===== Text segment

In a world that is screaming at us to slow down, our habits are getting faster, and our attention spans are getting shorter. When fashion magazines like Vogue were the pinnacle of style inspiration, the Miranda Priestleys of the world reigned in deciding what we wore, and readers would wait in anticipation to find out what was hot. 

Is this a lost art? Will the excitement of waiting for print issues with seasonal trends and monthly ‘must haves’ make a resurgence? This would speak to the pattern of postmodern consumption, where products and services return to their roots making vintage ‘the new, new’. It feels as though there is a nostalgic drive in youth culture, a yearning to consume from the past as a break from what we know in the present.  The music industry has seen the interest for vinyls, cassettes and even the Walkman’s return. Pinterest bedrooms are suitably designed with an aesthetically pleasing record player in the corner, and every skinny boy drinking a flat white swears ‘the timbre is better on vinyl’. My mum couldn’t believe it when I pulled out my Kodak Funsaver 35mm. She said all those years of waiting weeks to reveal our holiday pics were mostly of my dad’s thumb weren’t glamorous – disposable cameras would never make a comeback. TikTok would claim otherwise.

==========

* Objectives
A. In the passage on nostalgic consumption, why did the writer's mum say disposable cameras would never make a comeback? Answer in one to three sentences.
B. Write out the stretch of the passage on nostalgic consumption from "In a world that" through "what was hot.".
C. Summarize the passage on nostalgic consumption in two sentences.
The records come from a separate source unrelated to the passage.

===== Extracted records

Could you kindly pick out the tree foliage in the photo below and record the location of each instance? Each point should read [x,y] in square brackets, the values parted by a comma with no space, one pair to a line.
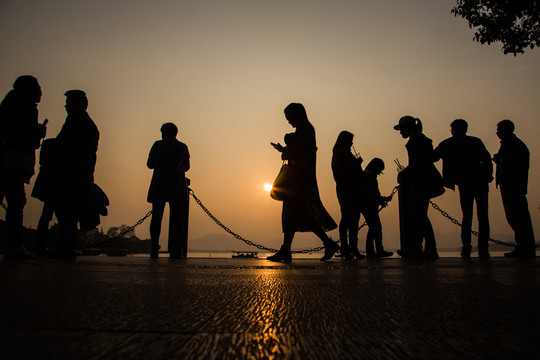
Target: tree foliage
[515,23]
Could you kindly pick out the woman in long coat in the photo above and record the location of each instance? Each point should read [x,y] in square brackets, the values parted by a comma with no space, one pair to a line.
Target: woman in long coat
[302,209]
[422,181]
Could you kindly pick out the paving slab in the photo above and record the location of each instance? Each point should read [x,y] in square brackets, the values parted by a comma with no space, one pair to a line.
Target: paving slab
[138,308]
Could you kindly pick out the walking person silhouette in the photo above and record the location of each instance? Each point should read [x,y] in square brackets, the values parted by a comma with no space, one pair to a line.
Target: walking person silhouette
[347,172]
[20,136]
[302,209]
[512,175]
[169,158]
[371,199]
[422,181]
[467,164]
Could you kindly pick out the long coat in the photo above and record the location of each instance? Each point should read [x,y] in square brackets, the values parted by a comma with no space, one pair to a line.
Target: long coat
[20,136]
[512,161]
[170,160]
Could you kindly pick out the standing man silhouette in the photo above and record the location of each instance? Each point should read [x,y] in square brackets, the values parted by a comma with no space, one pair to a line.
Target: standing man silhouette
[512,175]
[77,145]
[20,136]
[467,164]
[170,160]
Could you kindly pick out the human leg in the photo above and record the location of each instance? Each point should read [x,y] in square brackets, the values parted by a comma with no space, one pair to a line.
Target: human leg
[43,228]
[16,199]
[155,227]
[517,213]
[466,200]
[175,230]
[481,197]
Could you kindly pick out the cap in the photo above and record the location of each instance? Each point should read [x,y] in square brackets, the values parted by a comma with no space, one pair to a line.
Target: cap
[406,120]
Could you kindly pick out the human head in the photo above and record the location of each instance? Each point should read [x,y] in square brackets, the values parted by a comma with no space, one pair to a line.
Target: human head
[290,139]
[344,140]
[459,127]
[76,101]
[168,130]
[29,86]
[505,128]
[408,125]
[296,114]
[376,166]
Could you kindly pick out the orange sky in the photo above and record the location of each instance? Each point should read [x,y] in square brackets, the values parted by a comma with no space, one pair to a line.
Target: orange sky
[224,71]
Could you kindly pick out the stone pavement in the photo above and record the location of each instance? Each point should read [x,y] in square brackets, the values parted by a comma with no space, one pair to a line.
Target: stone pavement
[137,308]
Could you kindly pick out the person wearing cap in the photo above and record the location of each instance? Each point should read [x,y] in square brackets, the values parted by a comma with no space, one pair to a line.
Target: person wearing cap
[420,179]
[512,174]
[169,158]
[467,164]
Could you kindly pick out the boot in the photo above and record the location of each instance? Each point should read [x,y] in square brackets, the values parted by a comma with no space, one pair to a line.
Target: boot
[284,254]
[330,248]
[154,252]
[345,252]
[380,249]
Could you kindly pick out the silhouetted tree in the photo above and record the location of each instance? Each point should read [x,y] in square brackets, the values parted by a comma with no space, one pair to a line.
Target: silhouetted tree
[515,23]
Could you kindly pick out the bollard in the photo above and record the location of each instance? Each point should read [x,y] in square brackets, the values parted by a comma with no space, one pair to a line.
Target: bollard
[178,233]
[405,218]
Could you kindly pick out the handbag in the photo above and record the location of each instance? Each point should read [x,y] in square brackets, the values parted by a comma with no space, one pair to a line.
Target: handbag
[435,184]
[284,183]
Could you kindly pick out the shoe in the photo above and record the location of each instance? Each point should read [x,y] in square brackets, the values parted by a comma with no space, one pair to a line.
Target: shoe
[154,252]
[356,254]
[330,248]
[282,255]
[62,254]
[18,253]
[384,254]
[345,252]
[430,255]
[520,254]
[483,253]
[409,254]
[177,255]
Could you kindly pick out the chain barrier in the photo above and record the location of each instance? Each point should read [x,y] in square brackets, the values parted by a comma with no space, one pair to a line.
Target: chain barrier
[305,251]
[126,231]
[475,233]
[261,247]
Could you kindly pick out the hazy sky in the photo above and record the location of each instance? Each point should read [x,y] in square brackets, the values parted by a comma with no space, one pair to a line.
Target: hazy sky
[224,70]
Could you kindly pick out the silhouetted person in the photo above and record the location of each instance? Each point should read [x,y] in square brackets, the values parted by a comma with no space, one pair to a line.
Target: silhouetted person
[170,160]
[303,210]
[20,136]
[347,171]
[418,177]
[512,175]
[371,199]
[76,153]
[42,190]
[467,164]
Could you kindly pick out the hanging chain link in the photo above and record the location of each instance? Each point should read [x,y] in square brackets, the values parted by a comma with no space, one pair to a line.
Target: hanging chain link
[261,247]
[305,251]
[475,233]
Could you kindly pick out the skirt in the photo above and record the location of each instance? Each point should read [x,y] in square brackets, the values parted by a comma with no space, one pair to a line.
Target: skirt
[305,215]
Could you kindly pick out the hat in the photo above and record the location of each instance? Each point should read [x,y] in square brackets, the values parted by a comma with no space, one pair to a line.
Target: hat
[406,120]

==========

* Responses by task
A. She said that waiting weeks to see holiday pictures that turned out to be mostly of the writer's dad's thumb wasn't glamorous. For that reason, she believed disposable cameras would never come back.

B.
In a world that is screaming at us to slow down, our habits are getting faster, and our attention spans are getting shorter. When fashion magazines like Vogue were the pinnacle of style inspiration, the Miranda Priestleys of the world reigned in deciding what we wore, and readers would wait in anticipation to find out what was hot.

C. The passage contrasts today's faster habits and shorter attention spans with a time when fashion magazines like Vogue decided what people wore and readers eagerly awaited the latest trends. It describes a nostalgic drive in youth culture to consume from the past, pointing to the return of vinyl, cassettes, the Walkman and disposable cameras.